(What you should do): Copy every record word for word.

(Data extract):
□ □ □ □

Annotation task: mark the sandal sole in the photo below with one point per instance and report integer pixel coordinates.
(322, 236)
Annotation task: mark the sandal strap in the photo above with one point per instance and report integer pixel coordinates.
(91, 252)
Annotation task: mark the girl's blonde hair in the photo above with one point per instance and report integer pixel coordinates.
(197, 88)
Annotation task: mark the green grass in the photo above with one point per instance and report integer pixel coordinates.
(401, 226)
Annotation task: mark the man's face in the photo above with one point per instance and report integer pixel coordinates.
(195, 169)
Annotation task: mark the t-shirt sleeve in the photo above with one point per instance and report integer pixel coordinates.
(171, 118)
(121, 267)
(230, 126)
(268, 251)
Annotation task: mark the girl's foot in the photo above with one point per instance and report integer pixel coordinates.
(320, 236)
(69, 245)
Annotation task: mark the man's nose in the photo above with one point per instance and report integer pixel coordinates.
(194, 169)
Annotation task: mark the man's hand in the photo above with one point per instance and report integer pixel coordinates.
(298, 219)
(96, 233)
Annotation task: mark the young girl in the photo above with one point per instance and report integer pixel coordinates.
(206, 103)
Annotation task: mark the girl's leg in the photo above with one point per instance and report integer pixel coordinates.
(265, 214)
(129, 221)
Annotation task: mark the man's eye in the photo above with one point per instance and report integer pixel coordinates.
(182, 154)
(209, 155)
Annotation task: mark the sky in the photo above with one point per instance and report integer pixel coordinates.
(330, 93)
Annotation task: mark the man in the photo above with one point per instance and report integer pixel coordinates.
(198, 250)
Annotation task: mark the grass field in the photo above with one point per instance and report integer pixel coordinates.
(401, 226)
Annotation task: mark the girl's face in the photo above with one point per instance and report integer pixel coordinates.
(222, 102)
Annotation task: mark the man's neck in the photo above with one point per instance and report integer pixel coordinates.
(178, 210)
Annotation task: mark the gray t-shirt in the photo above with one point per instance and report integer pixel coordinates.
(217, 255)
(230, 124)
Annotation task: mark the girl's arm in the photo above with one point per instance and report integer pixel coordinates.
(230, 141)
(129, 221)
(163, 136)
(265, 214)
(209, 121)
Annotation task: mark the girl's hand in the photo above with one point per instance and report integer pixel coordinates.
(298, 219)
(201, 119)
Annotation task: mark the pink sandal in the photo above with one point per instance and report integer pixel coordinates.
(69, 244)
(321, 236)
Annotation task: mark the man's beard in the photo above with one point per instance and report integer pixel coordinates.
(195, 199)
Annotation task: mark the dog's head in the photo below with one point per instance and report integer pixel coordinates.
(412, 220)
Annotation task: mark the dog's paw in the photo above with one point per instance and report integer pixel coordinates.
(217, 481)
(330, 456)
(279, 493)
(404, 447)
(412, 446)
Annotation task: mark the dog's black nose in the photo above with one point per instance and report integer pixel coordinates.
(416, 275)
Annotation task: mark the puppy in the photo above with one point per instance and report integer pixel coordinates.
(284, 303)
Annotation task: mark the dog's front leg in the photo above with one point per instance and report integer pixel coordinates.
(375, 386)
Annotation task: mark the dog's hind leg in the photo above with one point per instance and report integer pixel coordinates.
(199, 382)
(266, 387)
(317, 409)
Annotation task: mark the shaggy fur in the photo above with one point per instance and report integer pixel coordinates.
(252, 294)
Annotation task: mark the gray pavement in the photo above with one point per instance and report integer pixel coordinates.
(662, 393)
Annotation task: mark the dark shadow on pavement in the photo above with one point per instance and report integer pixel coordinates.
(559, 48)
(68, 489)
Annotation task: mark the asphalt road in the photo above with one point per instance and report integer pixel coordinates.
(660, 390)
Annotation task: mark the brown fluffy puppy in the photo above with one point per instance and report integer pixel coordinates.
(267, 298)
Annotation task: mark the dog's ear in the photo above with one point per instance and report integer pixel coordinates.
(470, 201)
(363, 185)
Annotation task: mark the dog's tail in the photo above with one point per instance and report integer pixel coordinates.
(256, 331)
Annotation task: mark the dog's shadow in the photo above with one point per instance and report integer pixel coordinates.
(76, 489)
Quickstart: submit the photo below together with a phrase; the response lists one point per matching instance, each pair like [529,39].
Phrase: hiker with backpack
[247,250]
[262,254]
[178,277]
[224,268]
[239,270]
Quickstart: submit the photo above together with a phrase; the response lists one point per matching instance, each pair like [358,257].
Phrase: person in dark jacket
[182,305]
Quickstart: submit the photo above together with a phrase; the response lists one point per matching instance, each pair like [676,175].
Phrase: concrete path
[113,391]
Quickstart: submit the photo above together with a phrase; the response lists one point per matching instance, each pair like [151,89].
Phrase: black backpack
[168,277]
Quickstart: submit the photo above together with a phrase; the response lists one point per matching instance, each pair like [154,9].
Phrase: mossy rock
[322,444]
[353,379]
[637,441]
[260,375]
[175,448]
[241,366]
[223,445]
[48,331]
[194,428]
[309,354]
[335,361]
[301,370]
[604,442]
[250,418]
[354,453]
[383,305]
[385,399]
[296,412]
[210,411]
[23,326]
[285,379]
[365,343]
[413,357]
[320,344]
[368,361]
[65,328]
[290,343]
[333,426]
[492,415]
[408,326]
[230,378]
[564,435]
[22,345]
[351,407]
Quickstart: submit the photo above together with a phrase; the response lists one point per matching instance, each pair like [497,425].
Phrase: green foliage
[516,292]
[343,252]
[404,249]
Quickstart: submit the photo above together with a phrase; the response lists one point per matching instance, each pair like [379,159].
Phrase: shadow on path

□ □ □ □

(Result for this task):
Annotation task: mark the sandal sole in the photo below with one point per instance and report integer pixel coordinates.
(322, 236)
Annotation task: mark the sandal strap in the photo above with one point per instance and report integer pixel coordinates.
(91, 252)
Annotation task: mark the girl's blonde hair in the photo above with one point per instance and report integer pixel coordinates.
(197, 88)
Annotation task: mark the green grass in the photo above with one point per instance and report integer pixel coordinates.
(401, 226)
Annotation task: mark the man's face in the photo above with one point per instance and report integer pixel coordinates.
(195, 169)
Annotation task: mark the t-shirt sleeve in the photo above with one point per instance and report integer pixel coordinates.
(171, 118)
(121, 267)
(230, 126)
(268, 251)
Annotation task: mark the girl's foot in the photo above with one point per instance and report integer pixel coordinates.
(320, 236)
(69, 245)
Annotation task: mark the man's nose in the photo above with one point per instance and report integer pixel coordinates.
(194, 169)
Annotation task: mark the man's hand in the photo above with one point per instance and report integer pixel coordinates.
(298, 219)
(96, 233)
Annotation task: mark the young girl in the photo above with one point per instance and report integer pixel coordinates.
(206, 103)
Annotation task: mark the girl's leg in the photo above with one point per instance and report integer pixel coordinates.
(265, 214)
(129, 221)
Annotation task: mark the man's eye in the photo above with one point per instance and report integer pixel coordinates.
(182, 154)
(209, 155)
Annotation task: mark the sky in the photo above with one point per instance and report integer pixel coordinates.
(330, 93)
Annotation task: mark the man in the photo above with one point per instance and report integer pixel coordinates.
(198, 250)
Annotation task: mark the grass field in the photo above with one point per instance and report integer pixel coordinates.
(401, 226)
Annotation task: mark the girl's face in the photo above with one point per instance and report integer pixel coordinates.
(222, 102)
Annotation task: mark the man's neck in the photo above with one point per instance and report integer pixel coordinates.
(178, 210)
Annotation task: mark the gray t-shirt in the photo above with one point per instance and report integer pixel coordinates.
(217, 255)
(230, 124)
Annotation task: mark the girl's arm in the photo above with one point per instance and report integer pixel coordinates.
(230, 141)
(129, 221)
(163, 136)
(265, 214)
(209, 121)
Annotation task: mark the girl's hand in the photo above with one point per instance and report integer pixel coordinates.
(298, 219)
(201, 119)
Annotation task: mark the pink sandal in the photo above with one point per instance and report integer pixel coordinates.
(69, 244)
(321, 236)
Annotation task: mark the man's beard in the photo above with one point per instance and report integer pixel coordinates.
(195, 199)
Annotation task: mark the dog's head in the photo below with one point per instance and report integer pixel coordinates.
(412, 220)
Annotation task: mark the dog's paw in the photo above with one point per instance and report integer pixel coordinates.
(217, 481)
(330, 456)
(279, 493)
(404, 447)
(412, 446)
Annotation task: mark the dog's black nose in the photo above with one point per instance and report integer pixel coordinates.
(416, 275)
Annotation task: mark the puppy in the photo above with one point per instance and report integer pixel coordinates.
(284, 303)
Annotation task: mark the dog's front leg in the photo above with one point per instance and report integer pixel coordinates.
(375, 386)
Annotation task: mark the dog's hind leg in the photo above with one point per instance and report integer pixel coordinates.
(199, 382)
(266, 387)
(317, 409)
Annotation task: mark the shaggy fur in the photo above with one point per instance and report integer pixel coordinates.
(252, 294)
Annotation task: mark the gray pavement in the photo above with one point per instance and report integer pixel coordinates.
(662, 393)
Annotation task: mark the dark shadow on pavement in the photo above with one point per instance and report integer pixel coordinates.
(559, 48)
(68, 489)
Annotation task: mark the asphalt road in the photo above with one point per instance and report integer pixel coordinates.
(660, 390)
Annotation task: mark the brown fluffy puppy in the photo above with one point per instance and report integer pixel coordinates.
(267, 298)
Annotation task: mark the dog's ear in the photo above with one point per instance and report integer pixel coordinates.
(470, 201)
(363, 185)
Annotation task: mark the dog's tail in the photo above with one point per instance and report integer pixel coordinates.
(256, 331)
Annotation task: mark the dog's shadow in the photo above with one point per instance and report integer pixel coordinates.
(76, 489)
Quickstart: submit the photo below together with a phrase; the response lists one point per matching instance, each pair like [529,39].
Phrase: hiker with backpack
[247,250]
[262,254]
[178,277]
[224,268]
[239,270]
Quickstart: submit the photo above together with a phrase; the response lists one point per matching instance, each pair like [358,257].
Phrase: person in dark jacket
[182,305]
Quickstart: submit the photo above together with a phrase; the response lists one point per matching instance, each pair like [676,175].
Phrase: concrete path
[113,391]
Quickstart: submit the photo above together with a phrase; the response lists one point per matching instance, each pair like [151,89].
Phrase: black backpack
[168,277]
Quickstart: submit the photo above together with a phrase; the response lists one point per matching instance, each pair like [154,9].
Phrase: mossy rock
[322,444]
[353,379]
[637,441]
[260,375]
[175,448]
[241,366]
[223,445]
[48,331]
[194,428]
[309,354]
[335,361]
[301,370]
[604,442]
[250,418]
[354,453]
[383,305]
[385,399]
[296,412]
[210,411]
[23,326]
[285,379]
[365,343]
[413,357]
[320,344]
[368,361]
[65,328]
[290,343]
[333,426]
[492,415]
[408,326]
[230,378]
[564,435]
[22,345]
[351,407]
Quickstart: submit the photo above together with a phrase; the response lists one point per matching instance, each pair like [497,425].
Phrase: green foliage
[516,292]
[343,252]
[404,249]
Quickstart: submit the photo above together with a phrase; the response lists one point per matching instance, each pair like [379,159].
Phrase: shadow on path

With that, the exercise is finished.